#### What this task involves:
Reproduce only the lines starting with the one containing "of the dark" and continuing through the one containing "[(634, 175), (156, 146), (492, 173), (61, 195), (598, 107)]", keeping the requests unchanged. Multiply every coordinate in the answers by 1.35 and round each to a whole number, with halves rounded up.

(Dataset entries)
----
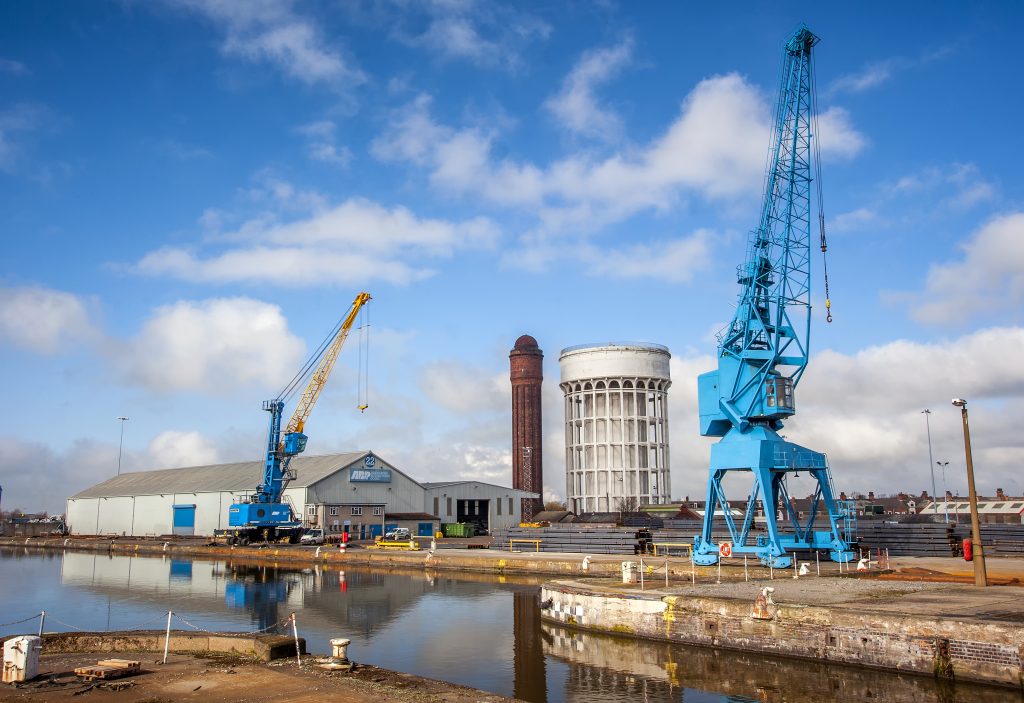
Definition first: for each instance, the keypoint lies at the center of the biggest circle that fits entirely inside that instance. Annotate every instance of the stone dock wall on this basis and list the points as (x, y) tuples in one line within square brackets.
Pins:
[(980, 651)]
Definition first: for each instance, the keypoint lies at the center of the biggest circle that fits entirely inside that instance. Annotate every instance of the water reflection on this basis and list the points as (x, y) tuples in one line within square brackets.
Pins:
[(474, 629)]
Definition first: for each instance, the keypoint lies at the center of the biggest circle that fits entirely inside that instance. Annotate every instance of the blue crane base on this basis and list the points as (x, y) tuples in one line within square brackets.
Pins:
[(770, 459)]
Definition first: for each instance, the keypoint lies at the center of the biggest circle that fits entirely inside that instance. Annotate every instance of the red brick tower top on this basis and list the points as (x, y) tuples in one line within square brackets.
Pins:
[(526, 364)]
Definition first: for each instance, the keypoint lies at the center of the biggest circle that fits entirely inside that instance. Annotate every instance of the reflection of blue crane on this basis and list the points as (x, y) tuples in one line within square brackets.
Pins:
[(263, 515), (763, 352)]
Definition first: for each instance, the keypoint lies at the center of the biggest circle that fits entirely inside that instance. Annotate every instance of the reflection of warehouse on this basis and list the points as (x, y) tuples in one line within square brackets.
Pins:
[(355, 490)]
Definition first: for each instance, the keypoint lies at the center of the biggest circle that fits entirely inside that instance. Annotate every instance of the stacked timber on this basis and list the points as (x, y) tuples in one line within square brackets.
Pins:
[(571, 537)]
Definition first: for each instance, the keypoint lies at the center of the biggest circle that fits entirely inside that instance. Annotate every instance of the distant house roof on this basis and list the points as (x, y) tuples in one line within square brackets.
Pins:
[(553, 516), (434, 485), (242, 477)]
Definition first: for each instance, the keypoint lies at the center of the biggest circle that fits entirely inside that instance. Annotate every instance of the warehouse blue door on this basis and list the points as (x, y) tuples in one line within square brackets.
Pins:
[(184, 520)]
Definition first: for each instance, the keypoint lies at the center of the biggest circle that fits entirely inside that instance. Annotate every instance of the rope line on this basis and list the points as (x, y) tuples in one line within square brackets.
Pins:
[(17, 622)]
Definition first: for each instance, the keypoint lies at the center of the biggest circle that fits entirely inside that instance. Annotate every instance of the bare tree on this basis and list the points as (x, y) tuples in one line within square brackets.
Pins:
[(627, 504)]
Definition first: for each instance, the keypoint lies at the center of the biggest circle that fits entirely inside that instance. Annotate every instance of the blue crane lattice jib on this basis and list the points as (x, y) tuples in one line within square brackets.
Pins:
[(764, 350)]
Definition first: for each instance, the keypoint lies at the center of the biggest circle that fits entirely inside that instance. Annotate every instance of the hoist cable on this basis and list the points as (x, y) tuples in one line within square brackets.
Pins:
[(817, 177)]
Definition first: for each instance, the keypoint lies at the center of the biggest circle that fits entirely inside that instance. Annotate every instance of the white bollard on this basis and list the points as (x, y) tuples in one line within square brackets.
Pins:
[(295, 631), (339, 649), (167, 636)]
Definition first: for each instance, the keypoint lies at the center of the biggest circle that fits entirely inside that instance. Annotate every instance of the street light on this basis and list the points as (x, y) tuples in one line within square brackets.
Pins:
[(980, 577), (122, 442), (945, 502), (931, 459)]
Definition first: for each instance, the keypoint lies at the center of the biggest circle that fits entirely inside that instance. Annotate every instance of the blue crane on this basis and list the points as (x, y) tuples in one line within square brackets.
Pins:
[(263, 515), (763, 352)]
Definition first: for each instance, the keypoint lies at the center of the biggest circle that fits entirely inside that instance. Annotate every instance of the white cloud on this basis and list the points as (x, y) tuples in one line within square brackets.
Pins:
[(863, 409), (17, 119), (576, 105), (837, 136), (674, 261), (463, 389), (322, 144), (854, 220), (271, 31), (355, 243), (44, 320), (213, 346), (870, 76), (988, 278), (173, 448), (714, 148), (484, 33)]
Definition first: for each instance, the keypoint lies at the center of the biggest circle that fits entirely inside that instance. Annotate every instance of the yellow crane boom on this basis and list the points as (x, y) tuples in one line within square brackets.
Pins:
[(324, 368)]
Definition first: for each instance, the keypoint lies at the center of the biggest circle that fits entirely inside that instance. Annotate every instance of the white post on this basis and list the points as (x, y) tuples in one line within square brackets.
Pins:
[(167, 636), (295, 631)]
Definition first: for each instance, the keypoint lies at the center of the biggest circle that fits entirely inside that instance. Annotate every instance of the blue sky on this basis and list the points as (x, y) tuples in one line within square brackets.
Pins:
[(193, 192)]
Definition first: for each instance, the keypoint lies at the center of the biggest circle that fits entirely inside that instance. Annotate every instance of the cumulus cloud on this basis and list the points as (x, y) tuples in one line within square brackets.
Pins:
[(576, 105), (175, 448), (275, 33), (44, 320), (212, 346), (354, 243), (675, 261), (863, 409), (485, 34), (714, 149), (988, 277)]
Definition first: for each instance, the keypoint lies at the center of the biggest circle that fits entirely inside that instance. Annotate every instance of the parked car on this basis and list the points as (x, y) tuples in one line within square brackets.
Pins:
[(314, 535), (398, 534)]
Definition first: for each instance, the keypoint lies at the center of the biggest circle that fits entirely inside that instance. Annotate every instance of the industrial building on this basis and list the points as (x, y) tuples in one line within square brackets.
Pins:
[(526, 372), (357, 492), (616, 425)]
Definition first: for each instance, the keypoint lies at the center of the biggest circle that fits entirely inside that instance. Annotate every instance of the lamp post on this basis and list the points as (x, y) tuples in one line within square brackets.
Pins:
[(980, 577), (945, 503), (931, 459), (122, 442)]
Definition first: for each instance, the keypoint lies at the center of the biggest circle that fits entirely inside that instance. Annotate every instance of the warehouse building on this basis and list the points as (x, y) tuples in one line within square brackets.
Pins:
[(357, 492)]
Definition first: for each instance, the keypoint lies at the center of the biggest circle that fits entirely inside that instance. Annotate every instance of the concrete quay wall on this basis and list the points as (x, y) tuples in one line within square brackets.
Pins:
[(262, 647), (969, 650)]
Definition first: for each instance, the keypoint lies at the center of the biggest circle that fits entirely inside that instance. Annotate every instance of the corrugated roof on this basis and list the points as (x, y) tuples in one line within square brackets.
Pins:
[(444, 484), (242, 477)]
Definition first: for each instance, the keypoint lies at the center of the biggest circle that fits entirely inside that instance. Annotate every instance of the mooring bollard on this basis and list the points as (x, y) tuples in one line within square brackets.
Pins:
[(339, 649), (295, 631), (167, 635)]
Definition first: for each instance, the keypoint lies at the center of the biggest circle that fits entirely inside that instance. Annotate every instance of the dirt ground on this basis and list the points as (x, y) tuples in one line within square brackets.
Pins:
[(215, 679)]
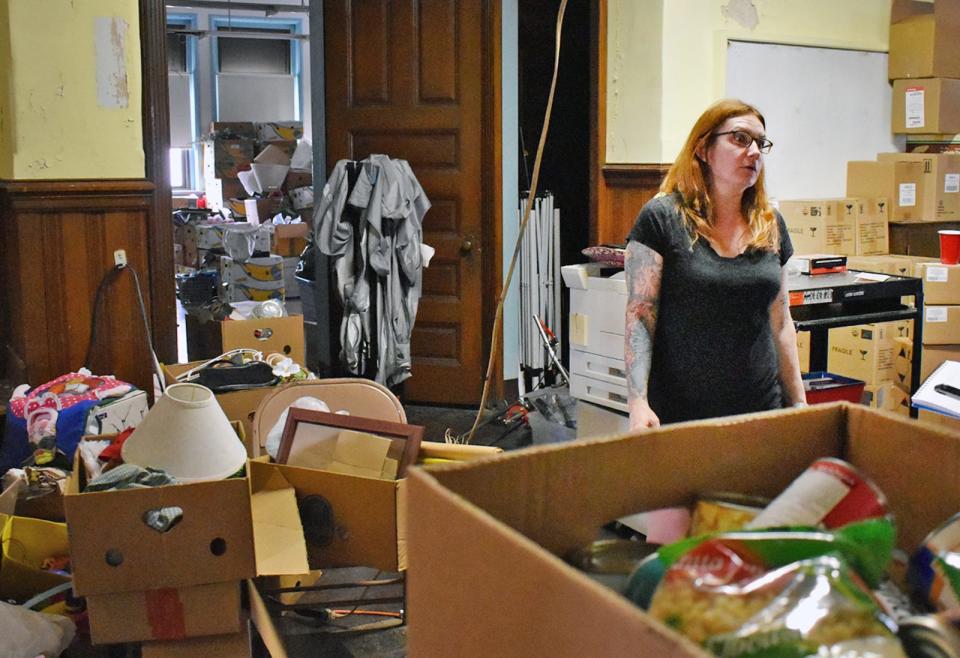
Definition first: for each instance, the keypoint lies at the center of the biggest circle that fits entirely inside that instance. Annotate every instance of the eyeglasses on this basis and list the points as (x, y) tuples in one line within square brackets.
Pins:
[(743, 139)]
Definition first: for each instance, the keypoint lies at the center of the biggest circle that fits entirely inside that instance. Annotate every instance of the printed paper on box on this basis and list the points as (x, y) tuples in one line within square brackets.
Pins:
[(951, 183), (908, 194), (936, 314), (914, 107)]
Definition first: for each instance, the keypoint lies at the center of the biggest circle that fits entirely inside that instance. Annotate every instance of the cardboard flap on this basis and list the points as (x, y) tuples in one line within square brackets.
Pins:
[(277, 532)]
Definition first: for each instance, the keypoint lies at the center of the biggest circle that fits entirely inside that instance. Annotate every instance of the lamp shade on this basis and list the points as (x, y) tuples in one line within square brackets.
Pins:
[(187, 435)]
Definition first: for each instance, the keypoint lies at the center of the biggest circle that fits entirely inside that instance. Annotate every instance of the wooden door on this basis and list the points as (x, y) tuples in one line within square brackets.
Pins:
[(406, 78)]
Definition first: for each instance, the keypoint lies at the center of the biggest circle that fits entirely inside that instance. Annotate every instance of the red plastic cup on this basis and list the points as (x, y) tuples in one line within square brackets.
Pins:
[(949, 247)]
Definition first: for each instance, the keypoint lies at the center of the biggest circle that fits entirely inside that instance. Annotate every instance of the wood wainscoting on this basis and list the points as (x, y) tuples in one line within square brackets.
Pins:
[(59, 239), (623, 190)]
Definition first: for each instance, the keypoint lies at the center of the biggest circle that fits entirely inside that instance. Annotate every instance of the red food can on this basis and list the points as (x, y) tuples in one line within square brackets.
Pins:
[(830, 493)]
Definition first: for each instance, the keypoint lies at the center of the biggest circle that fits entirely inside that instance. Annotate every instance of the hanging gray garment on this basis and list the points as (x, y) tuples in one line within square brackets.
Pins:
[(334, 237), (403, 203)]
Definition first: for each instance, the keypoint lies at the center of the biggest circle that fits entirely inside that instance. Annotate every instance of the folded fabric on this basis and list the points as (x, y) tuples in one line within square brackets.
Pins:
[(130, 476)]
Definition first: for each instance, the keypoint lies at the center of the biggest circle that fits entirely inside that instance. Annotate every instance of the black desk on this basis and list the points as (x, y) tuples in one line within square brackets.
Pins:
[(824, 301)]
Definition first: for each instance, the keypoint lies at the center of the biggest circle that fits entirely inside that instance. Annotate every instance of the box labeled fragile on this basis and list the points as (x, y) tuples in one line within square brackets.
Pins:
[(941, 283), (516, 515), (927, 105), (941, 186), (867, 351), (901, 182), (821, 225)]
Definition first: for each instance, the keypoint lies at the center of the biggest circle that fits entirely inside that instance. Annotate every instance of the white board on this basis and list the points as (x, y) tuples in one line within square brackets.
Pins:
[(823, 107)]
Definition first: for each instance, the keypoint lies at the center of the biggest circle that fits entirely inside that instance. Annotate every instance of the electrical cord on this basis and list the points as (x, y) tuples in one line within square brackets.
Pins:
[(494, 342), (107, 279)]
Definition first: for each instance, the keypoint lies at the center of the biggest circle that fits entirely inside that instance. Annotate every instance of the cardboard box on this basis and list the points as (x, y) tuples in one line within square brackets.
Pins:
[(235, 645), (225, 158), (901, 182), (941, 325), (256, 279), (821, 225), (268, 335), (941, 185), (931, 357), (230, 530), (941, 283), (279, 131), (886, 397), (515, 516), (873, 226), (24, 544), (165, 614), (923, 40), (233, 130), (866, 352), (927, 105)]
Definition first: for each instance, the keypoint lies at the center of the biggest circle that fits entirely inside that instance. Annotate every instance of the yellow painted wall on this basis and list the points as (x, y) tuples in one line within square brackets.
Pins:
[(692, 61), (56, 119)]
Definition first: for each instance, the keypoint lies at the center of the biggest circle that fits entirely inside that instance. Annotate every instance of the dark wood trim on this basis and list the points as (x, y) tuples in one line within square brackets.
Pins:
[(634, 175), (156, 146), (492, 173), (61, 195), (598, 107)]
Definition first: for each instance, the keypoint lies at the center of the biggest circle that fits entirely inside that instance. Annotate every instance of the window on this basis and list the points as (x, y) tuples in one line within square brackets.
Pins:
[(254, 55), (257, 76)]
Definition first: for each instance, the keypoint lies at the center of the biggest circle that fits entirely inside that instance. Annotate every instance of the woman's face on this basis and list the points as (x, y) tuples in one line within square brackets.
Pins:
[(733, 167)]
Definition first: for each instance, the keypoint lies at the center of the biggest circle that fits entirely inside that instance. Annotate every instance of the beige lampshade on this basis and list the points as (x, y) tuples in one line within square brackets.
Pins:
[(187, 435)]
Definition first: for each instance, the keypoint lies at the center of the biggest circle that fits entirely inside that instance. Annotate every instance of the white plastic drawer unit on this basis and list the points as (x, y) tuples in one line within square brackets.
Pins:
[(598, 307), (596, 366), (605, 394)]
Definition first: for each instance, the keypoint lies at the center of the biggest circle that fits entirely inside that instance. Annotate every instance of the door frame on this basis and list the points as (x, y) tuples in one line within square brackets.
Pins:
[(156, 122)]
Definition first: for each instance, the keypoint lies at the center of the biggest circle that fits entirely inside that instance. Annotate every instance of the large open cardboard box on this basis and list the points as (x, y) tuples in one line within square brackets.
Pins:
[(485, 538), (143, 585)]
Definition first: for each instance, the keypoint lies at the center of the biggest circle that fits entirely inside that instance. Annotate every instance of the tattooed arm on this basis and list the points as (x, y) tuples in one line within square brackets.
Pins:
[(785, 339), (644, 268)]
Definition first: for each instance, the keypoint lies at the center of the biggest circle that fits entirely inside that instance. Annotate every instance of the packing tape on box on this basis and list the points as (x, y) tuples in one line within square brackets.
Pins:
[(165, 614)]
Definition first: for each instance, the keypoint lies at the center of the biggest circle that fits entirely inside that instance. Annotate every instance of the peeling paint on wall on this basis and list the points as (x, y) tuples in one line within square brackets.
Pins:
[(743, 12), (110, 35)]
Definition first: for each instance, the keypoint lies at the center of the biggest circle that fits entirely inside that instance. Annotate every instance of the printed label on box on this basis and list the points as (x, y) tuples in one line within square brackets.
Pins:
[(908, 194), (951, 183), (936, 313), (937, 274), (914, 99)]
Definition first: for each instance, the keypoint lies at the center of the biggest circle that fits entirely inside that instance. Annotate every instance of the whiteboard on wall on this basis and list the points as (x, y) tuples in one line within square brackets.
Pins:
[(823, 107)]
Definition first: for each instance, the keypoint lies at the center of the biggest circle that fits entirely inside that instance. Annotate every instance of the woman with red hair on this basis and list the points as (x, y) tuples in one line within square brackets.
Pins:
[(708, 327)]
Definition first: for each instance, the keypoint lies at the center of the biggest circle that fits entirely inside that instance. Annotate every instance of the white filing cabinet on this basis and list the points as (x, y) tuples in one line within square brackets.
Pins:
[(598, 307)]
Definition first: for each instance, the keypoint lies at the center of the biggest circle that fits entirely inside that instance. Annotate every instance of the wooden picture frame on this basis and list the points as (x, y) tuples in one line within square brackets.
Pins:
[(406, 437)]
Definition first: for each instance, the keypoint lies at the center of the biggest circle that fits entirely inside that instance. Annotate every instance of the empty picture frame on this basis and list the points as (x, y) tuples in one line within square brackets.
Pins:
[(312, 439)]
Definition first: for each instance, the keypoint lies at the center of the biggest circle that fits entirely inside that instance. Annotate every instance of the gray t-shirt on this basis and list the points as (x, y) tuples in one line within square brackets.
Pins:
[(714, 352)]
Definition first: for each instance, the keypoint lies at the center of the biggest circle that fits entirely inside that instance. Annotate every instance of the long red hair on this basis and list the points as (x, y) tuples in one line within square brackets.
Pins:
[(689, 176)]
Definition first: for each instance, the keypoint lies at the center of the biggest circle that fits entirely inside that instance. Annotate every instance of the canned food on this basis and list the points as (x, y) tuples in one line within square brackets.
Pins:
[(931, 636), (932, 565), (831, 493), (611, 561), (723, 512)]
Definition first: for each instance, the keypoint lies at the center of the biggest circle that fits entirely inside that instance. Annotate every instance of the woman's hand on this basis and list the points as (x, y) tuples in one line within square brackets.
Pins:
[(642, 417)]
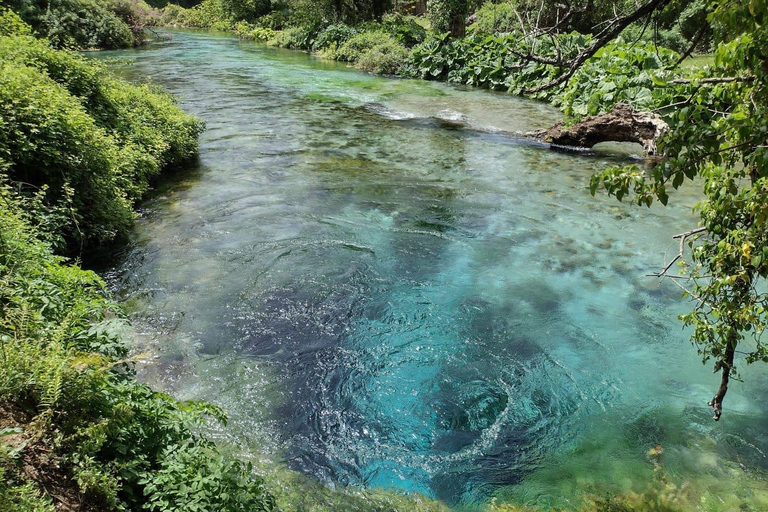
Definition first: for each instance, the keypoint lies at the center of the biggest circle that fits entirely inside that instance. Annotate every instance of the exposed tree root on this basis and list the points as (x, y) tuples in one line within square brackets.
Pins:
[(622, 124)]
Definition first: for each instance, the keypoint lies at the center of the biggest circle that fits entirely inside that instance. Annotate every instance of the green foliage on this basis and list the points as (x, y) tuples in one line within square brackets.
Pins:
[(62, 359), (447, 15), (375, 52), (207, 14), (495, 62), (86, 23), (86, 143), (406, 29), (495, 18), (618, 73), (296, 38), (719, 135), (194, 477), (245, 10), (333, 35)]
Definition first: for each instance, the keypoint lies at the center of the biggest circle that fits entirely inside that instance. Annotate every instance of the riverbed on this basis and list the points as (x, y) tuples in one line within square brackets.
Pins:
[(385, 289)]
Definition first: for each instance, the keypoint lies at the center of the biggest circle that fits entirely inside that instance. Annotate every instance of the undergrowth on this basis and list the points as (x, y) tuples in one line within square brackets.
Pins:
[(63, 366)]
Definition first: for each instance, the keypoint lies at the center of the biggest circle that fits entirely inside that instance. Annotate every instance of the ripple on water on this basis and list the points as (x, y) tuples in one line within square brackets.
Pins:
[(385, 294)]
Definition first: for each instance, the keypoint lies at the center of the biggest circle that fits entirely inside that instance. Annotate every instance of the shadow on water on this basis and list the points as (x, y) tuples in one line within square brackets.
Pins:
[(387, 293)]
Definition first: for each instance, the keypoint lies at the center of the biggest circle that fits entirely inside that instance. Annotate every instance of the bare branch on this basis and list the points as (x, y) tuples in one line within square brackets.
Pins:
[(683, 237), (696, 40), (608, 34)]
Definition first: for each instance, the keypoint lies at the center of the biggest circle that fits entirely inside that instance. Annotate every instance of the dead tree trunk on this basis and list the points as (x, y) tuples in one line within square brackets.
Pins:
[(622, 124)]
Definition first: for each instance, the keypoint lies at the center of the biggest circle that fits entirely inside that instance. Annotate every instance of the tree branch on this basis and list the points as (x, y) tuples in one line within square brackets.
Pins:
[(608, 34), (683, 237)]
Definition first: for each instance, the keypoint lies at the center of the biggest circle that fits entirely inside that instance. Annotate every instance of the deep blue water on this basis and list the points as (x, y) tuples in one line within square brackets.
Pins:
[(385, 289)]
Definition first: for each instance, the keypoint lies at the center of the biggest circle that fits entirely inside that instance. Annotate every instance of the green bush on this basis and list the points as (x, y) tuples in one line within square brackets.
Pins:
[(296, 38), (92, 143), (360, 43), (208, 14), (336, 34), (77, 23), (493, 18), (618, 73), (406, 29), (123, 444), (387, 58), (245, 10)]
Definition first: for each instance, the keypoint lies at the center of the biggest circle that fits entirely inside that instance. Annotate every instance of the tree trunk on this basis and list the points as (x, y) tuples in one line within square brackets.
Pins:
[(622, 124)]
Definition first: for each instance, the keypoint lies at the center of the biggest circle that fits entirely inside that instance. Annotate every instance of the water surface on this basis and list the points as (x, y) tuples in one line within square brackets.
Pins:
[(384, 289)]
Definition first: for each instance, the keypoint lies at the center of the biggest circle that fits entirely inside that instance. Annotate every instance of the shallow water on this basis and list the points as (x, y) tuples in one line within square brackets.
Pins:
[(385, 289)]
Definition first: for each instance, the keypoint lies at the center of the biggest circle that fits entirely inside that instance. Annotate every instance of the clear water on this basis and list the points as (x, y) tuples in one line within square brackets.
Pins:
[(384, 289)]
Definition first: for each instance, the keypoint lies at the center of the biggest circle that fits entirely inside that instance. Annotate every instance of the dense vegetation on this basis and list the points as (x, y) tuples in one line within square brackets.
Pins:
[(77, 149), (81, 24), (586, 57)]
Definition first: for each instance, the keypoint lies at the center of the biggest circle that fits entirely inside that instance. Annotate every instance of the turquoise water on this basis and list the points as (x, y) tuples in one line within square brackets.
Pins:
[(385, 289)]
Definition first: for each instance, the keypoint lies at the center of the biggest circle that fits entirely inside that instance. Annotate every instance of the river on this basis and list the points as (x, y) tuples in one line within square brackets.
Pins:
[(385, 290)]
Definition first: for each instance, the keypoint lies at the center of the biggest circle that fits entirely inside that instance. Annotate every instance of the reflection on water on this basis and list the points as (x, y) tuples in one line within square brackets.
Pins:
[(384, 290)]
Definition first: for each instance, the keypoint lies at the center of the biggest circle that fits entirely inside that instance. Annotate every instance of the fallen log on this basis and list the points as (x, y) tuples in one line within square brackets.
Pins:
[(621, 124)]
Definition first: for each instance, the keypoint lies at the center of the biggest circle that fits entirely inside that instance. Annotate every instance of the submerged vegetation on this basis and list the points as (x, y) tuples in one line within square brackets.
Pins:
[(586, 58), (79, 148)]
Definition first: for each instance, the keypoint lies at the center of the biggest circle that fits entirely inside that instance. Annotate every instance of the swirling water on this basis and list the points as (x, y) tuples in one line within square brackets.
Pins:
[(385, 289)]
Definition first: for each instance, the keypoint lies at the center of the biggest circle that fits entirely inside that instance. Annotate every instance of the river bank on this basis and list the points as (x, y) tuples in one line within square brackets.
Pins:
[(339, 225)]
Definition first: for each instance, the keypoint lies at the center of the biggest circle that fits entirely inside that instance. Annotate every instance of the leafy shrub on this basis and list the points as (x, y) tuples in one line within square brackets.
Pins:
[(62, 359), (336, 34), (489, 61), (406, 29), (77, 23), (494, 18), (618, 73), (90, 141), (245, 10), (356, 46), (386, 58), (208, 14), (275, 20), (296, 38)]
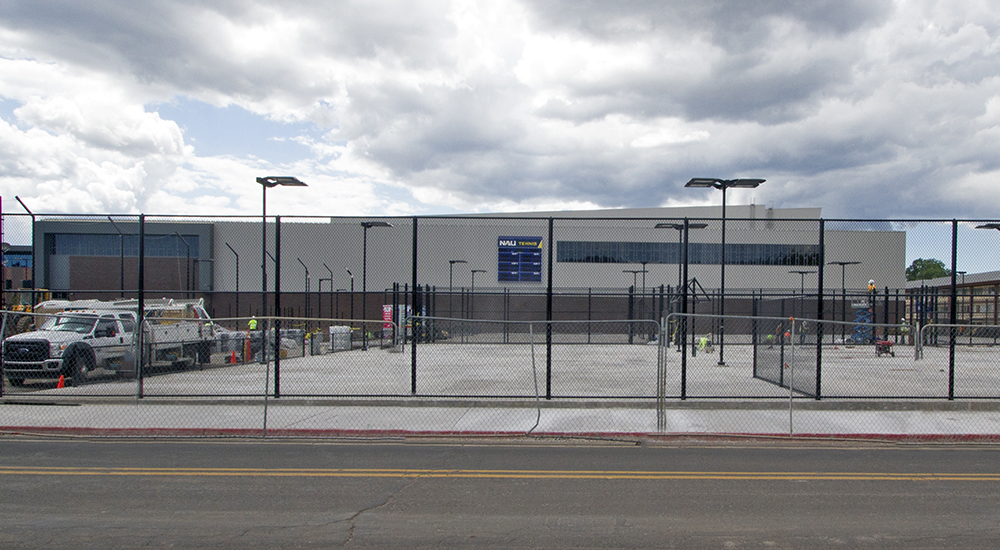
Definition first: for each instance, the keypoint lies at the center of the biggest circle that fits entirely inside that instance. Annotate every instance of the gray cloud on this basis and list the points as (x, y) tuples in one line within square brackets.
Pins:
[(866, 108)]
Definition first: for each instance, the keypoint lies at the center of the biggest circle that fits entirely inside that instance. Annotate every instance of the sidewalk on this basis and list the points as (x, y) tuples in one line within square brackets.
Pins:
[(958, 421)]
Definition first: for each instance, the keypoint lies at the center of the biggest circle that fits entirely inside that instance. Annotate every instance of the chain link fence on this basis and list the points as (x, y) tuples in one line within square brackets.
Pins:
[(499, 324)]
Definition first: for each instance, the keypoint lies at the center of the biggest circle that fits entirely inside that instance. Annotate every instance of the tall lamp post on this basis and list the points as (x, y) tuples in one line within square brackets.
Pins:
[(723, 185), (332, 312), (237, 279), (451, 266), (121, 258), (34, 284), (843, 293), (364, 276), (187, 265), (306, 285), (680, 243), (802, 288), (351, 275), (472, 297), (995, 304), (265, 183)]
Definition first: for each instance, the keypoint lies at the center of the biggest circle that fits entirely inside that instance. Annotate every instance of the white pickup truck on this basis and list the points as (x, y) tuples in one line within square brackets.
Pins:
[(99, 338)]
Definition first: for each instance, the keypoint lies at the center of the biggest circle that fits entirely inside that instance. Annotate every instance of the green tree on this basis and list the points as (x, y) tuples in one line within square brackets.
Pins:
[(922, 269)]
----
#### Written answer:
Definition first: for each instance, the keypoint lies at the center of the biggest circle that fits entirely inside that instance. Annotate every instance of the dark wood trim on this basis and list the points as (x, y) tuples in one line within square brackets.
Pins:
[(856, 236), (211, 197), (664, 234), (82, 263), (807, 144)]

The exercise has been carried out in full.